§ The task: Return every line of the items below unchanged, omitting the pictures from your answer.
-- Begin Given information --
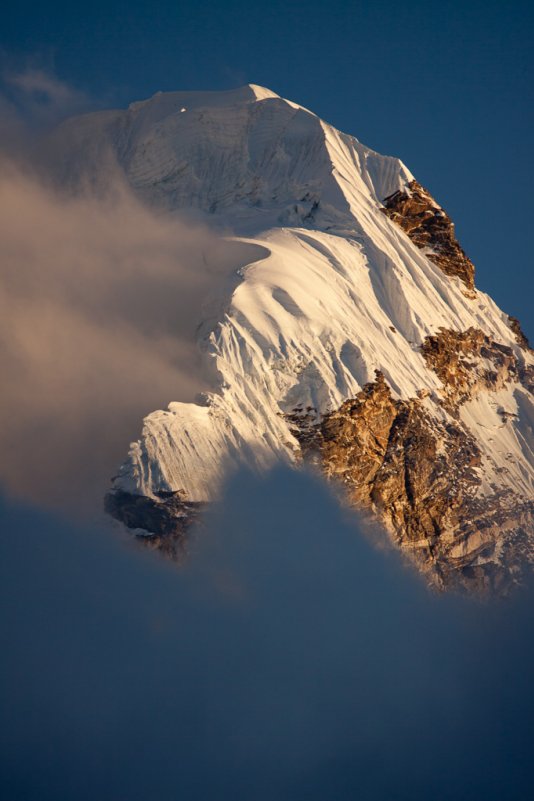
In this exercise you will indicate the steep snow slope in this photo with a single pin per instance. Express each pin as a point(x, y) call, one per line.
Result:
point(342, 292)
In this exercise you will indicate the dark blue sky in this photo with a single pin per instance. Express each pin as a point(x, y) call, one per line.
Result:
point(446, 86)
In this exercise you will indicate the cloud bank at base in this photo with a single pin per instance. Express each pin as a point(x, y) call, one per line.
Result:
point(99, 302)
point(288, 661)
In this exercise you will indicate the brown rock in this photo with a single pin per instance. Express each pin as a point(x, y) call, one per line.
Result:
point(429, 226)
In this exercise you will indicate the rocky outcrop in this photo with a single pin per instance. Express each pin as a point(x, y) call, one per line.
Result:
point(468, 362)
point(520, 336)
point(160, 523)
point(417, 472)
point(429, 227)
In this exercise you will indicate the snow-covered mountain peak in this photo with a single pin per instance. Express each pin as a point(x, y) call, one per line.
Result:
point(358, 340)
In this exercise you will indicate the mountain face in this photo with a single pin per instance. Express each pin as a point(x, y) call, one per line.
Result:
point(357, 341)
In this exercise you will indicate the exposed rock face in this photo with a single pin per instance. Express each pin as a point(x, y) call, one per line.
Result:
point(418, 473)
point(439, 446)
point(430, 227)
point(468, 362)
point(520, 336)
point(161, 523)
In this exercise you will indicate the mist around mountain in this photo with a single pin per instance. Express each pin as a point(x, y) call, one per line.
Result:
point(288, 660)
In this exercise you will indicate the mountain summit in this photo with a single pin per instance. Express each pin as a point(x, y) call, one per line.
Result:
point(357, 340)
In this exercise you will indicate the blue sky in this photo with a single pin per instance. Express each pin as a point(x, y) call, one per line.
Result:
point(446, 86)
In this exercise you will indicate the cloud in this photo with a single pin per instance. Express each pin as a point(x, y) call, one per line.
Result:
point(32, 102)
point(289, 661)
point(99, 302)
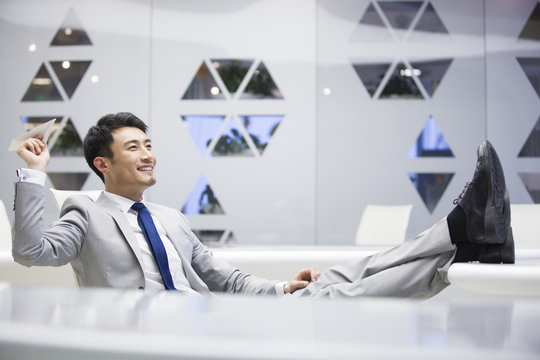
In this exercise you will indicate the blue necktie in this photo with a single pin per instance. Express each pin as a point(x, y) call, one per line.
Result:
point(156, 245)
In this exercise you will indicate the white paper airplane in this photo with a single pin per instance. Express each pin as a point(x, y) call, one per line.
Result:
point(41, 130)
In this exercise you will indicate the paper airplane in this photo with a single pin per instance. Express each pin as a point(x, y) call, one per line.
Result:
point(41, 130)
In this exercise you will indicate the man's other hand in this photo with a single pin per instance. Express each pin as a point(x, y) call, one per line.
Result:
point(301, 280)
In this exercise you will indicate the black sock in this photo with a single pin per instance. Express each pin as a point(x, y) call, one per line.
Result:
point(457, 225)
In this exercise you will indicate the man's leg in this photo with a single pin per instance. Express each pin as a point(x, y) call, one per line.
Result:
point(478, 229)
point(414, 268)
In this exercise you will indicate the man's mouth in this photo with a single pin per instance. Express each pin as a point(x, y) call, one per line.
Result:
point(146, 168)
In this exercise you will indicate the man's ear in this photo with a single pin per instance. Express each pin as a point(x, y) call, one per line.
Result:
point(101, 164)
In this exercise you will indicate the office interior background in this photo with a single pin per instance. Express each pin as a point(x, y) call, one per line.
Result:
point(277, 122)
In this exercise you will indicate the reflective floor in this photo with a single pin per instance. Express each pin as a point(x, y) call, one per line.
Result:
point(49, 323)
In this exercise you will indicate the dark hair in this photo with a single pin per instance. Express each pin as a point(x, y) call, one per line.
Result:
point(98, 140)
-- End Given information --
§ Solution to the exercise:
In this exercise you will indicate the steep snow slope in this photo with a single pin per instance. Express each pin as a point(x, y) call, one per line.
Result:
point(342, 292)
In this exercise you will indicate the dark blue sky in this photo with a single pin per instance. Express each pin as a point(x, y) call, one per line.
Result:
point(446, 86)
In this exercise you will indicate the cloud bank at base in this photo with a single pin per instance. Express each pin as a point(x, y) call, one per line.
Result:
point(99, 302)
point(288, 661)
In this exercise you will indicate the brown rock in this photo with a single pin per instance. Express each pin as a point(x, y) call, one per line.
Result:
point(429, 226)
In this exercise you will indicate the rocky outcrop in this photo with a single pin per instance. Express each pin as a point(x, y) call, one per line.
Result:
point(468, 362)
point(520, 336)
point(160, 523)
point(417, 472)
point(429, 227)
In this exercise you will indicate the snow-covered mountain peak in this photo with a single pin per instance. Express each pin as a point(x, y) call, one per line.
Result:
point(358, 340)
In this exercise you will indicate the mountain face in this photo with a single pin per instance. Express each pin as a point(x, y) call, one per line.
Result:
point(357, 341)
In this exercise you will indicate the exposed rock face in this photo with a single pin per instance. Express each pin as a point(x, y) call, one per line.
Result:
point(418, 473)
point(439, 446)
point(430, 227)
point(468, 362)
point(520, 336)
point(161, 523)
In this exercise you will indicate the mist around mountain in this photo with a single pin per instance. Express each pin as a point(x, y) call, one per line.
Result:
point(288, 660)
In this exercise you will indicate the mountain summit in this photo with a single pin per instance. Express each pin as a point(x, y) call, one per line.
Result:
point(357, 340)
In this exercise you will indicate the blue sky in this photo with a single pin per instance. Express each pin as a point(x, y) call, one per line.
Result:
point(446, 86)
In this exercise you will indicate the cloud in this photo with a single pin per instance. Express each pin as a point(x, y) call, one per line.
Result:
point(32, 102)
point(289, 661)
point(99, 302)
In this exercise you will indicate the blue necktie in this photo with a single pin per instance. Express each pin as a point(x, y) call, one per line.
Result:
point(156, 245)
In this exercise you will indicate the white paper airplane in this photo with a single pin per instance. Express each pin as a point(x, y) call, one per line.
Result:
point(41, 130)
In this exercise you will indicate the paper airplane in this photo with a single pin per instance. Express each pin as a point(x, y) call, one per line.
Result:
point(41, 130)
In this exercise you will indicate the man's other hand in this photo with a single pin per instance. Express each pin as a point(x, y) call, one per line.
Result:
point(301, 280)
In this exercise you will indicate the black sock in this photo with a single pin per instance. Express each pin as a point(x, y) call, one per line.
Result:
point(457, 225)
In this exercise you will indicate the man's leg in this photo with a single pin per instance. Express each pin as a point(x, y) call, one per line.
Result:
point(478, 229)
point(414, 268)
In this exercise you will indicate the man's mouth in this photo with a single pin per instance. Express each pin as a point(x, y) call, one per line.
Result:
point(146, 168)
In this exercise you will indicate the man's ear in this photo with a single pin per instance. Express each pin as a point(x, y) call, one per line.
Result:
point(101, 164)
In this exercise you will indicate the office interior background in this photo with a single pin per instance. Express each pin as a point(x, y) call, one per line.
Result:
point(277, 122)
In this exercise you will indicate the reflective floor in this photo with a single pin per instance. Express each pin as a point(x, y) call, one per line.
Result:
point(49, 323)
In this exercise you will indicate the dark hair in this photo with a single pin per instance. Express each pin as a point(x, y) call, one per line.
Result:
point(98, 140)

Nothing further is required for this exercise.